__About this exercise__.
Everything from the line with "In which part of this drawing can the ornate" to the end of the data below must be returned exactly as it is, and nothing besides.

__Working data__.

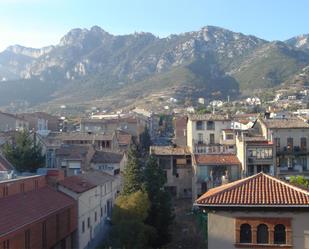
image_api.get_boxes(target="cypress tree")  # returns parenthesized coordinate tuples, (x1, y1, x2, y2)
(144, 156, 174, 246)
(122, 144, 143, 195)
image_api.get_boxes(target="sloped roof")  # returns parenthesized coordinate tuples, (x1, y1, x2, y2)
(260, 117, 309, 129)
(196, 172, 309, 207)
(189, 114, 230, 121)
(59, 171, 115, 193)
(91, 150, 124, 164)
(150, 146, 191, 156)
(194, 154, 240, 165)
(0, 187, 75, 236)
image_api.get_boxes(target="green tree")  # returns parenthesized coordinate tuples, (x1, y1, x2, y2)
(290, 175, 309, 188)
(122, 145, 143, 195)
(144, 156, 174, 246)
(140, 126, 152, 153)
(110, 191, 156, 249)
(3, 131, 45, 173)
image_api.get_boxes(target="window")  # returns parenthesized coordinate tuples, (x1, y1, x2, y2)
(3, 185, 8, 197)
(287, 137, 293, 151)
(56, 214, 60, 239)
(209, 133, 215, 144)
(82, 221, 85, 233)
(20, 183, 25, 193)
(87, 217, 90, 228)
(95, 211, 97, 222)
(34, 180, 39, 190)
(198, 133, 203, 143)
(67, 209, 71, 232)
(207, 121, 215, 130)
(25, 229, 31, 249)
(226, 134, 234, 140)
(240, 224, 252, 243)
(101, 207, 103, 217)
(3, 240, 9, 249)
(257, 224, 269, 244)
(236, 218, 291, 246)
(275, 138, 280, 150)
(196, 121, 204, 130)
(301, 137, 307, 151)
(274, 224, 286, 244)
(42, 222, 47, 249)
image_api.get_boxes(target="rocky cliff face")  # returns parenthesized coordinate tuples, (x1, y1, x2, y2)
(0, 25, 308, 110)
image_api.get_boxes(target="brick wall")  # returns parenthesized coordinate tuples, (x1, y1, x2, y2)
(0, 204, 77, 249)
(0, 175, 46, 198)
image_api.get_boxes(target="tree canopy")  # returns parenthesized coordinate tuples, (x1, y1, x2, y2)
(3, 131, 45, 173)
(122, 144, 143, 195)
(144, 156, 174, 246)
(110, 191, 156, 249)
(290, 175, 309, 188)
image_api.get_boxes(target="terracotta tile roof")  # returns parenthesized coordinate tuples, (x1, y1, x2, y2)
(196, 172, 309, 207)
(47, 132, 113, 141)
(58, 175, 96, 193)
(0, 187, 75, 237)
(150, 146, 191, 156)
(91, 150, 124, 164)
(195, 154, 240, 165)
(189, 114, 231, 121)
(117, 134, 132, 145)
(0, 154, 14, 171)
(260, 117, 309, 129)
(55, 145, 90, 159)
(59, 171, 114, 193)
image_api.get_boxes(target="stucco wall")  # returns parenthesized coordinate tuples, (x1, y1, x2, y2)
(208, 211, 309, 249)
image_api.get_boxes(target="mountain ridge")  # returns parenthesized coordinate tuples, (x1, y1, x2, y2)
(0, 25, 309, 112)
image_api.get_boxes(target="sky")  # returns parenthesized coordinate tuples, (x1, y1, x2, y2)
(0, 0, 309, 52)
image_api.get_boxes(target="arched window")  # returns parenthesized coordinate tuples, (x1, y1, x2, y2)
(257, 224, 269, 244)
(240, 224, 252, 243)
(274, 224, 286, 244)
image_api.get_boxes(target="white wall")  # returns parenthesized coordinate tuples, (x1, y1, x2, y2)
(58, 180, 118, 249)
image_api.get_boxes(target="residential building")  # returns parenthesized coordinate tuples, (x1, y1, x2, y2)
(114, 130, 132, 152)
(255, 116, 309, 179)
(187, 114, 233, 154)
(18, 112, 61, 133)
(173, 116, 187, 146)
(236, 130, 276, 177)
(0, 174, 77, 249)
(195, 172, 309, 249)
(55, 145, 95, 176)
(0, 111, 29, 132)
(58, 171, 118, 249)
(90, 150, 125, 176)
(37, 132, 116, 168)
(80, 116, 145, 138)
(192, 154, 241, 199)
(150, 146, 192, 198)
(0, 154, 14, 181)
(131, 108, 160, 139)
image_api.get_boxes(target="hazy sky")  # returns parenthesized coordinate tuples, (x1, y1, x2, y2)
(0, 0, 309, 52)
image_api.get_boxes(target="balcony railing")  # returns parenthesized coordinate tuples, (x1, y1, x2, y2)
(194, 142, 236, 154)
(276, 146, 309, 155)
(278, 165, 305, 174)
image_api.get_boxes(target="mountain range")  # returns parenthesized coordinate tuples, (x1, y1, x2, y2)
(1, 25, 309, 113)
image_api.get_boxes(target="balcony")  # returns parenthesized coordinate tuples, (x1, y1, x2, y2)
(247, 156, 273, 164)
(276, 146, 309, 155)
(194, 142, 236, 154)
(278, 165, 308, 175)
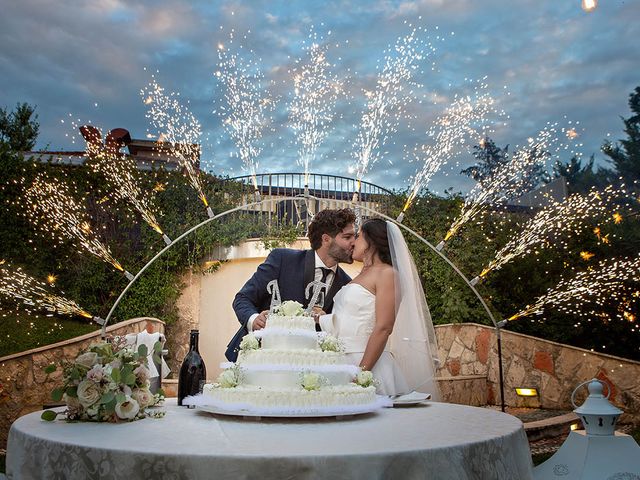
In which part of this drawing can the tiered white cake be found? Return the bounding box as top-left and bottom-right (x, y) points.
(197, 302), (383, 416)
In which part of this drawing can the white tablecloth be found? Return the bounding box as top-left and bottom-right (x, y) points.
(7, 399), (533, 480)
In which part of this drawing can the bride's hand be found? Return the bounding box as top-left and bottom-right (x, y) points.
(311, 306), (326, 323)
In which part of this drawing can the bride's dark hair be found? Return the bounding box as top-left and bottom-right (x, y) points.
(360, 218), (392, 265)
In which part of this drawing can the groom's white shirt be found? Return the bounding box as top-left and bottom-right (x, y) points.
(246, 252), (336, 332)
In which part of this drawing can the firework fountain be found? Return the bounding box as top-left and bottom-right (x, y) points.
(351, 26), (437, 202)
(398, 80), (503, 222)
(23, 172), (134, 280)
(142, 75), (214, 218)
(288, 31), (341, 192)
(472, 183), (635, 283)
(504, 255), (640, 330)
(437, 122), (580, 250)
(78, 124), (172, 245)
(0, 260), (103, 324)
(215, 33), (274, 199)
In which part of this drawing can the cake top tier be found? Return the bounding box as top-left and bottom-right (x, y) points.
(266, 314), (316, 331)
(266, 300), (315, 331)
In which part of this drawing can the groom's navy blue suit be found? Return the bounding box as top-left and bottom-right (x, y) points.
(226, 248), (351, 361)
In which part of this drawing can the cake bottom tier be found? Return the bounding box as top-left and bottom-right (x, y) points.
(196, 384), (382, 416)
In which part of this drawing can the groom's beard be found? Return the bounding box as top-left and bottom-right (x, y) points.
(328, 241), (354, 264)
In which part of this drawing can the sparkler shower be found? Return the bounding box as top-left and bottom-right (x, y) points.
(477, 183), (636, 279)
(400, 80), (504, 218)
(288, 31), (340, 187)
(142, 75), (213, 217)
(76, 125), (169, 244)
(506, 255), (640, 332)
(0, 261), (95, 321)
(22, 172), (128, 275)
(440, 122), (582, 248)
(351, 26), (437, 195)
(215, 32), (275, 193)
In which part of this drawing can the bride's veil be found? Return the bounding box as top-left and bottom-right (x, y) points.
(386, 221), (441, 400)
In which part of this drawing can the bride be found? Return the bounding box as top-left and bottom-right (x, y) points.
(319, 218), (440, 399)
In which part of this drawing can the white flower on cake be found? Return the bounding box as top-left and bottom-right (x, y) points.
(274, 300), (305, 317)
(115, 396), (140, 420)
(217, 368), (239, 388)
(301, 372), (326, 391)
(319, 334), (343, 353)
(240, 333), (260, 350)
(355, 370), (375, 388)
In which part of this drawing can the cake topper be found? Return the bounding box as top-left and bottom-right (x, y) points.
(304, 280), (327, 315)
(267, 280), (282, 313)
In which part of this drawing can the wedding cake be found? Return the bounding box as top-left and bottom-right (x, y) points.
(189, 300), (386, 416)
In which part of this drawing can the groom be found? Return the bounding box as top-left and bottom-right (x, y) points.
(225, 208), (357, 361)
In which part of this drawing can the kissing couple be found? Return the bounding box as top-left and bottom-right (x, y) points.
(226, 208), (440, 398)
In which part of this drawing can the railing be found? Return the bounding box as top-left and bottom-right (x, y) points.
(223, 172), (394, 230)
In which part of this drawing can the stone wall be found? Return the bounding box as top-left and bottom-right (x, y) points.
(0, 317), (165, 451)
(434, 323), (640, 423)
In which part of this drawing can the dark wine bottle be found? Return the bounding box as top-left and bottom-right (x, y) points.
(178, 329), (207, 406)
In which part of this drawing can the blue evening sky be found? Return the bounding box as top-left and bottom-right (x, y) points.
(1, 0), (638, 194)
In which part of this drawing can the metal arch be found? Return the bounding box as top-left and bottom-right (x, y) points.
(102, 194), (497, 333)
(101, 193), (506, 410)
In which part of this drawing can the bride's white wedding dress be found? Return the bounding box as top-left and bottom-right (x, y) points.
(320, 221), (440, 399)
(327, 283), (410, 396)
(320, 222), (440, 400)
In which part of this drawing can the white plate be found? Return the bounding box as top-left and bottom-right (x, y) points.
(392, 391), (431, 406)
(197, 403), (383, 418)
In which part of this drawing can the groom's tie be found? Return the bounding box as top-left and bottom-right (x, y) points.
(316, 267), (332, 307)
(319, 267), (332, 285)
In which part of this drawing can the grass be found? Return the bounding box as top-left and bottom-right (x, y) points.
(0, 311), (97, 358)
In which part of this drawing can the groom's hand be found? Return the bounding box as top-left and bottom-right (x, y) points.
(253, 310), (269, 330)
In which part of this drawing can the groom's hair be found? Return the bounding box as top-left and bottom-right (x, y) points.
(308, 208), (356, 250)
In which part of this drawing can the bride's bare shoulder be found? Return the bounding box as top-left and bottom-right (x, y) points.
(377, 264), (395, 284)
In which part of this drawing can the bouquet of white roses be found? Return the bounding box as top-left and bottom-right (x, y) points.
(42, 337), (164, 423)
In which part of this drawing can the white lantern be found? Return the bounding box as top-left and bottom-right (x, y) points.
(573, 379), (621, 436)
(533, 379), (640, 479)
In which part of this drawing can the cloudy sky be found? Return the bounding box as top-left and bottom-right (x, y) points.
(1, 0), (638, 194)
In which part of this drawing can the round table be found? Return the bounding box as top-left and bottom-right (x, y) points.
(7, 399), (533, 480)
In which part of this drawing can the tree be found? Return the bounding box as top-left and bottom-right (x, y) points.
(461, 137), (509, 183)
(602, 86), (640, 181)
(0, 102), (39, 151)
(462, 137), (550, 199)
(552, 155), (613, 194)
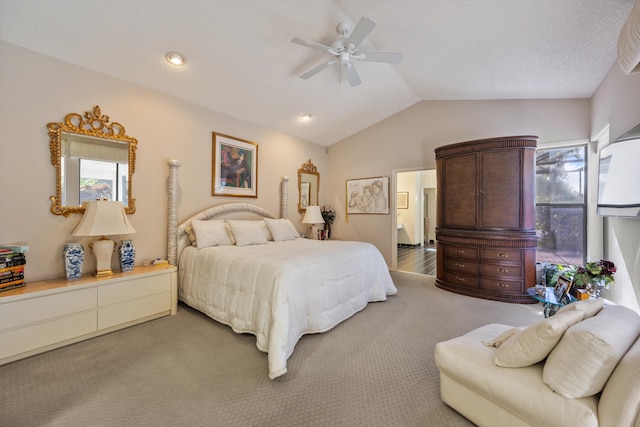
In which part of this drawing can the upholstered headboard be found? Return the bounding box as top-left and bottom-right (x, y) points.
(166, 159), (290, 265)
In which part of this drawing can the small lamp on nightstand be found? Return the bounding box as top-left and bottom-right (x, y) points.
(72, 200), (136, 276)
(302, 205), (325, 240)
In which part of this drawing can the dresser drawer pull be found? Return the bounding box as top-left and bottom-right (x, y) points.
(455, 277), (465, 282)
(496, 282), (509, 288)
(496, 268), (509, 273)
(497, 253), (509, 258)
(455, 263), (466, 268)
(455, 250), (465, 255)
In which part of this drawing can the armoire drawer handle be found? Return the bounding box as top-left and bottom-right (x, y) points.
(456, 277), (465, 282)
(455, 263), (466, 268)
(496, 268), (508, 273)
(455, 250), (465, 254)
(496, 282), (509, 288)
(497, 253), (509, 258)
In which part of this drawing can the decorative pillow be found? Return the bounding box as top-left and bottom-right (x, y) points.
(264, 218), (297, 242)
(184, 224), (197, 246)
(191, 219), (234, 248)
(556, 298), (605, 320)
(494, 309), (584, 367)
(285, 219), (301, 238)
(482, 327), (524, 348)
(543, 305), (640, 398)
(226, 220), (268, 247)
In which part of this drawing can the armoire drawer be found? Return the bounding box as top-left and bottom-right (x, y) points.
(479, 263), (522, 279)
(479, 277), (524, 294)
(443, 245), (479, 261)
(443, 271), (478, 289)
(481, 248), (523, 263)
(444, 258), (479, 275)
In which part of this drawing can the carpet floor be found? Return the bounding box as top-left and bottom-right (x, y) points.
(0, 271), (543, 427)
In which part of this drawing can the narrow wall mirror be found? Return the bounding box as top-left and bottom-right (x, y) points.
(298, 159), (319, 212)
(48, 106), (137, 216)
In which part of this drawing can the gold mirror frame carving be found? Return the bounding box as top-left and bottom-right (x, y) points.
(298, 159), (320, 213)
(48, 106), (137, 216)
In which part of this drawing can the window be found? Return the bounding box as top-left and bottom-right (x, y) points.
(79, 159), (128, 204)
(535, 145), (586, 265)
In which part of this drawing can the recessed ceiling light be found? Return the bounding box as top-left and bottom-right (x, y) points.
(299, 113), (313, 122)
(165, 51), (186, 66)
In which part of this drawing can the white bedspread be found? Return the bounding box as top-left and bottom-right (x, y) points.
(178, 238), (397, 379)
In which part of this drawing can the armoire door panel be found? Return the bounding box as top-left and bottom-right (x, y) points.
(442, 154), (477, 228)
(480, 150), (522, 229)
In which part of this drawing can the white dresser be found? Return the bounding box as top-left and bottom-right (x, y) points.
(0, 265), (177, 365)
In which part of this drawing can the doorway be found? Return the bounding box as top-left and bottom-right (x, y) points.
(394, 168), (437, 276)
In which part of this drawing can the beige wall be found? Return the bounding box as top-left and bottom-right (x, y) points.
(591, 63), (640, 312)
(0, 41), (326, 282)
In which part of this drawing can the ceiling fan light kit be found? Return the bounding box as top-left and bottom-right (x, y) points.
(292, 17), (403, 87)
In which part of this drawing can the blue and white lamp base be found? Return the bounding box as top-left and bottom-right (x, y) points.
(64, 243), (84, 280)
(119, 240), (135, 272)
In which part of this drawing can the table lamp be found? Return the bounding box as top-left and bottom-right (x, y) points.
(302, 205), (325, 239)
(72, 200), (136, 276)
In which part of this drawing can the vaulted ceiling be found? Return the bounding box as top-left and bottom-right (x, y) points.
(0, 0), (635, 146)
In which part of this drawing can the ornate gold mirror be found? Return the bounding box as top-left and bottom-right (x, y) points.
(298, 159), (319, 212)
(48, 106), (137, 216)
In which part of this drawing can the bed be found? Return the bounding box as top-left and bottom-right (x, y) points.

__Solution to this task__.
In which part of this drawing can the ornate gold mirror be found? Return the bounding box as top-left and bottom-right (x, y) points.
(298, 159), (319, 212)
(48, 106), (137, 216)
In which part of this drawing can the bed be found? Return the bounding box as top-left and bottom-right (x, y) points.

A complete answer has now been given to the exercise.